____ Data to process

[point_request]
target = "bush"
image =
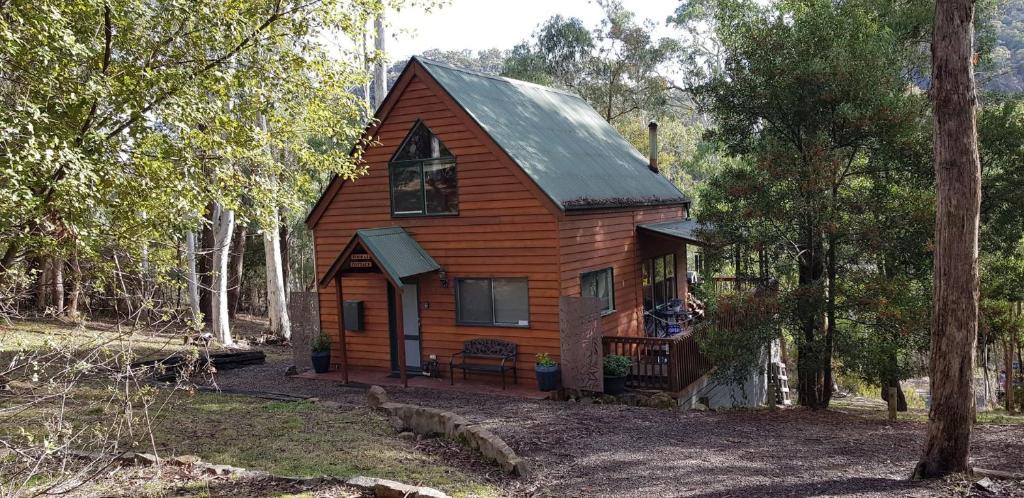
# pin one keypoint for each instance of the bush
(616, 366)
(322, 343)
(545, 360)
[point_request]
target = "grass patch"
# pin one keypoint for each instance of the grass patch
(296, 439)
(918, 413)
(301, 439)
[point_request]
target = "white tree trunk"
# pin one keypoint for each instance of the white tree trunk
(197, 315)
(275, 300)
(380, 72)
(223, 225)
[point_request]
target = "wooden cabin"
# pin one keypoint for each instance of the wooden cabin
(485, 200)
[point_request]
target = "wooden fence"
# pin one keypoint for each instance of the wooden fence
(666, 364)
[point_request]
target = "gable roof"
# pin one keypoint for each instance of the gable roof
(563, 146)
(573, 155)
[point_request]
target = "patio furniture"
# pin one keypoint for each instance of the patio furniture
(486, 356)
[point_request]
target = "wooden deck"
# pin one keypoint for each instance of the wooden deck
(665, 364)
(482, 384)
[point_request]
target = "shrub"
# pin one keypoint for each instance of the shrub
(616, 366)
(322, 343)
(545, 360)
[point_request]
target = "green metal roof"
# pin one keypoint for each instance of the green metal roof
(398, 254)
(684, 229)
(572, 154)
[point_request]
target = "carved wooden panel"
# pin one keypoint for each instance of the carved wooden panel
(582, 358)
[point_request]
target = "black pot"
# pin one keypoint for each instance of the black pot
(322, 361)
(548, 378)
(614, 385)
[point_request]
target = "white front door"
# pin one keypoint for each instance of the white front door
(411, 319)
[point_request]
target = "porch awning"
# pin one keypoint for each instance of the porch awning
(683, 229)
(389, 250)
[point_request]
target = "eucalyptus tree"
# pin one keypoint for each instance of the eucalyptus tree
(808, 93)
(115, 109)
(617, 67)
(957, 169)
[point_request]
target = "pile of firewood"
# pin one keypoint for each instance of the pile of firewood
(695, 306)
(172, 367)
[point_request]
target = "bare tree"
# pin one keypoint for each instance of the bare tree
(954, 320)
(223, 226)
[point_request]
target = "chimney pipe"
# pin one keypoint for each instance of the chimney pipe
(652, 137)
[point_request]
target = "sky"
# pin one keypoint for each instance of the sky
(479, 25)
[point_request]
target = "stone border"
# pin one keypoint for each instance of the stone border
(431, 421)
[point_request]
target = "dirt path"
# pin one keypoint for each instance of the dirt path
(596, 450)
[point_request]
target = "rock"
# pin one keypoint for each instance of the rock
(391, 489)
(184, 460)
(220, 469)
(424, 492)
(376, 397)
(139, 459)
(988, 486)
(363, 483)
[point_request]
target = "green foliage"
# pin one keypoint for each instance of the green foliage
(545, 360)
(616, 366)
(737, 333)
(816, 98)
(321, 344)
(615, 67)
(123, 120)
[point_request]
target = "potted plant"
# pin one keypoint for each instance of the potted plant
(548, 373)
(615, 370)
(321, 354)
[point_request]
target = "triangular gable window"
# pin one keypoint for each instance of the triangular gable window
(422, 176)
(421, 143)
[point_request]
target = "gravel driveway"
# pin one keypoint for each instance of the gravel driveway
(599, 450)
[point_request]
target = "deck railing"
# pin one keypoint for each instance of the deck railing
(666, 364)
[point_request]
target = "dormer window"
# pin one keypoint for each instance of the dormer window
(422, 176)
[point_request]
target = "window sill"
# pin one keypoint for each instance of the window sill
(432, 215)
(498, 326)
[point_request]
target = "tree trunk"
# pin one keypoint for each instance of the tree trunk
(43, 286)
(900, 396)
(284, 251)
(76, 287)
(954, 319)
(235, 271)
(223, 226)
(1010, 375)
(275, 304)
(56, 270)
(194, 298)
(206, 265)
(380, 71)
(812, 357)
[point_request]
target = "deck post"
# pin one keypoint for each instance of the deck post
(341, 328)
(400, 332)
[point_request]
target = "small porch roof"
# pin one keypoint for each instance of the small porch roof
(391, 248)
(683, 229)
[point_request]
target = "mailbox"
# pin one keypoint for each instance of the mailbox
(353, 315)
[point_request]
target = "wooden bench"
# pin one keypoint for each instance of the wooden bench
(493, 349)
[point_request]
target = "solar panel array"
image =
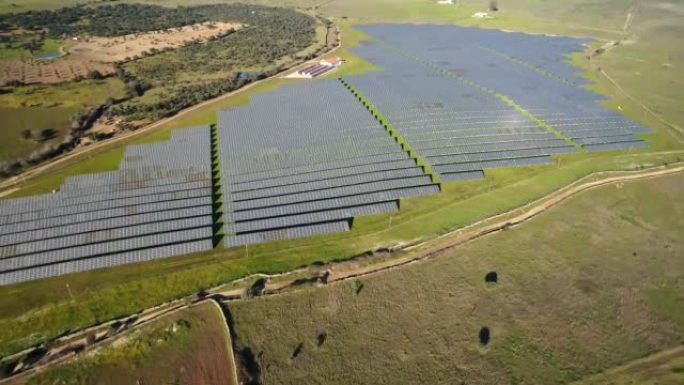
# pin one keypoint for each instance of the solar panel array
(306, 159)
(444, 101)
(457, 128)
(158, 204)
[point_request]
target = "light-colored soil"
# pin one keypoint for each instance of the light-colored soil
(32, 71)
(98, 53)
(108, 49)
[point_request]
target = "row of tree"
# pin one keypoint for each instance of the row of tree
(81, 123)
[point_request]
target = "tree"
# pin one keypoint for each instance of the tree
(95, 74)
(90, 338)
(47, 134)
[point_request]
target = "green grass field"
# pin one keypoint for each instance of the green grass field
(39, 107)
(578, 291)
(187, 347)
(109, 293)
(666, 368)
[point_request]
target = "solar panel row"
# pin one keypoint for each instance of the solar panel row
(531, 70)
(308, 154)
(159, 203)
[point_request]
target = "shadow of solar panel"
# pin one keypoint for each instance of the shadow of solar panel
(288, 233)
(136, 256)
(158, 204)
(616, 146)
(332, 203)
(310, 218)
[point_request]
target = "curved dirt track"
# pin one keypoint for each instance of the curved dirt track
(423, 251)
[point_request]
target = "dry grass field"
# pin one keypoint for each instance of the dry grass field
(97, 53)
(190, 347)
(665, 368)
(586, 286)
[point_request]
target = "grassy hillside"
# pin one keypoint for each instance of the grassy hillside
(586, 286)
(665, 368)
(188, 347)
(108, 293)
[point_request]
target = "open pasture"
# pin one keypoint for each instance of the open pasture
(571, 297)
(461, 204)
(189, 347)
(17, 119)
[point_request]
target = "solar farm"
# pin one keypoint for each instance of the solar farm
(308, 158)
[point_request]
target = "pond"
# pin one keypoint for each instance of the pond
(48, 55)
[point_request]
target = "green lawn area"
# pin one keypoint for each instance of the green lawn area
(572, 299)
(188, 347)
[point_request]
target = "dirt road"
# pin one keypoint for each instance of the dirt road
(341, 271)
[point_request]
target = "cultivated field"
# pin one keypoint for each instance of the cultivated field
(573, 297)
(108, 50)
(189, 347)
(32, 71)
(42, 107)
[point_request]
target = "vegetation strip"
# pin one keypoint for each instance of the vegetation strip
(420, 161)
(216, 196)
(428, 250)
(495, 93)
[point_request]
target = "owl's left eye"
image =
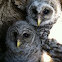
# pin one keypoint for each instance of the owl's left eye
(26, 35)
(34, 10)
(46, 11)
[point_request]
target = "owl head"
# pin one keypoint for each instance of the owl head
(42, 12)
(22, 40)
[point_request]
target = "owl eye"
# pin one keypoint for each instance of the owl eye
(34, 11)
(26, 35)
(15, 34)
(46, 11)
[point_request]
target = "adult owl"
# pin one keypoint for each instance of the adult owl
(42, 12)
(23, 45)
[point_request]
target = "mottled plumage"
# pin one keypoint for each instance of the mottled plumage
(29, 48)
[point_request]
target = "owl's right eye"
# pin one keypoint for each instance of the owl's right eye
(15, 34)
(26, 35)
(46, 11)
(34, 10)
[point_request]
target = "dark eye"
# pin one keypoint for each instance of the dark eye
(46, 11)
(34, 10)
(15, 34)
(26, 35)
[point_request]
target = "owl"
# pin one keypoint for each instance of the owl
(23, 45)
(42, 14)
(21, 4)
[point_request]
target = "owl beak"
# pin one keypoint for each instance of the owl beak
(39, 20)
(18, 43)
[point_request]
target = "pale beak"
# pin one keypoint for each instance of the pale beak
(18, 43)
(39, 20)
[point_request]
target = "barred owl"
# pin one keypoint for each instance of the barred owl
(23, 45)
(21, 4)
(42, 12)
(53, 48)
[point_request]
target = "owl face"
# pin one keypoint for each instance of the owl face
(21, 4)
(22, 40)
(43, 12)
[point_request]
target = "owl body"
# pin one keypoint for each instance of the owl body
(29, 48)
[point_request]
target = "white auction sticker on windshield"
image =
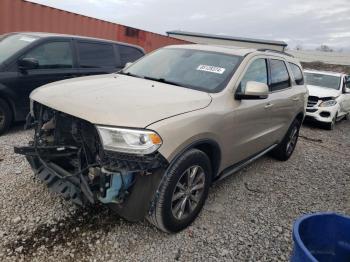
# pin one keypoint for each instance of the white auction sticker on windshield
(212, 69)
(27, 39)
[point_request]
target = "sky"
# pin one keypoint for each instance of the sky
(305, 23)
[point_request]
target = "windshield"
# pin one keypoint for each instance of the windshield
(10, 44)
(200, 70)
(321, 80)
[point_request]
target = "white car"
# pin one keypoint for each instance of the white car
(329, 96)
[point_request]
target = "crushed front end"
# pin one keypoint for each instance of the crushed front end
(67, 154)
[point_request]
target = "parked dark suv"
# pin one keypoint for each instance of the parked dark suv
(30, 60)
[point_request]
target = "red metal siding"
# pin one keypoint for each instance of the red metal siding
(20, 15)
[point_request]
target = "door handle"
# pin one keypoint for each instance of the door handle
(268, 105)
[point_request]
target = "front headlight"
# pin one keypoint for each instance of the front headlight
(328, 103)
(131, 141)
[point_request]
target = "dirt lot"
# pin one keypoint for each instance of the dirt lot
(248, 216)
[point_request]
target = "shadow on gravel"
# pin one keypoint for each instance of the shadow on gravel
(70, 231)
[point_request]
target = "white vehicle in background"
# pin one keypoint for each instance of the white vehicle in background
(329, 96)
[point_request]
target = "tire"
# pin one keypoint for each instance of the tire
(5, 116)
(176, 207)
(331, 125)
(286, 148)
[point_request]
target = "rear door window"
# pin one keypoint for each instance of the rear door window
(52, 55)
(279, 75)
(96, 55)
(129, 54)
(297, 73)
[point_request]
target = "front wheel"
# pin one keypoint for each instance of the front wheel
(286, 148)
(183, 192)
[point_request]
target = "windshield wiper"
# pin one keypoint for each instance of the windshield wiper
(129, 74)
(163, 80)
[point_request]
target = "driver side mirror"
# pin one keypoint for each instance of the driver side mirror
(253, 90)
(28, 63)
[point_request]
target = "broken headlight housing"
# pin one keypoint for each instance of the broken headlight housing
(328, 103)
(132, 141)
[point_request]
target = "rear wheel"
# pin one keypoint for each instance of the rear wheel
(286, 148)
(5, 116)
(183, 193)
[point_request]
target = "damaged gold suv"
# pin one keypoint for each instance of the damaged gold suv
(150, 139)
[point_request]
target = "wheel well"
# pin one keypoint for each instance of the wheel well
(212, 150)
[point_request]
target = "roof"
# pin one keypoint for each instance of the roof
(330, 73)
(223, 37)
(45, 35)
(234, 50)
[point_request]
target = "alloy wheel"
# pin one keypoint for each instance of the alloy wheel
(188, 192)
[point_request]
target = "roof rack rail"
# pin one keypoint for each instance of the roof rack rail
(274, 51)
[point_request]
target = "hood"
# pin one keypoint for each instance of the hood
(119, 100)
(322, 91)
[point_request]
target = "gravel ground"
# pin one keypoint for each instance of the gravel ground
(248, 216)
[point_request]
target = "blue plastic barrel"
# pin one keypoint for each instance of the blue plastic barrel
(323, 237)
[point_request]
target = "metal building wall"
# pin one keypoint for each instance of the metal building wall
(20, 15)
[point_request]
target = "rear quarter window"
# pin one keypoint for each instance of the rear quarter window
(297, 73)
(129, 54)
(96, 55)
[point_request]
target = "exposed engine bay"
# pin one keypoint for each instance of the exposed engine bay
(68, 156)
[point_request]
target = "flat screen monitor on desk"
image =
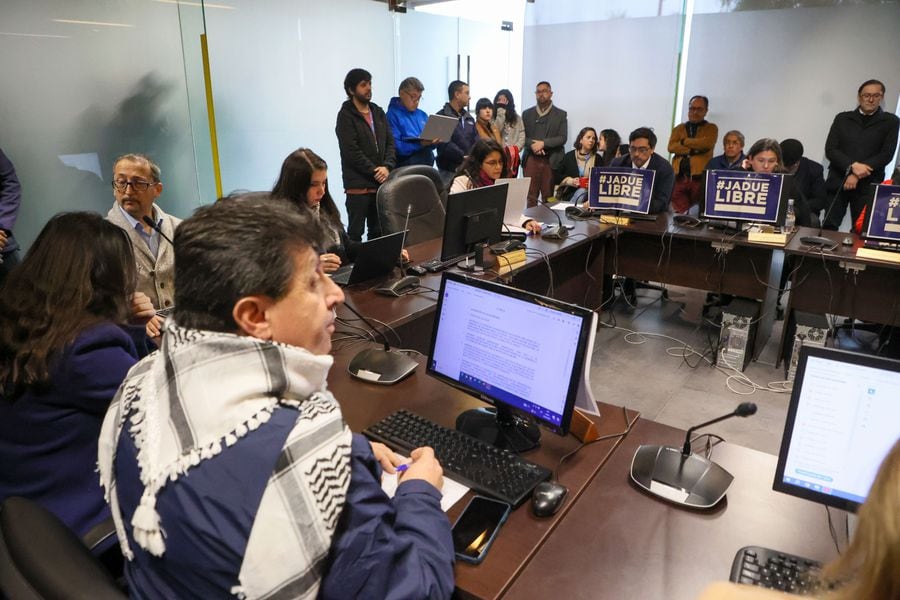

________

*Exercise goal*
Filter the material above down to the lines that contain the word "road", copying each such line and leaving out all the others. Treat matching as case-sensitive.

*Full response*
target = "dirt road"
# pin one keypoint for each instance of the dirt road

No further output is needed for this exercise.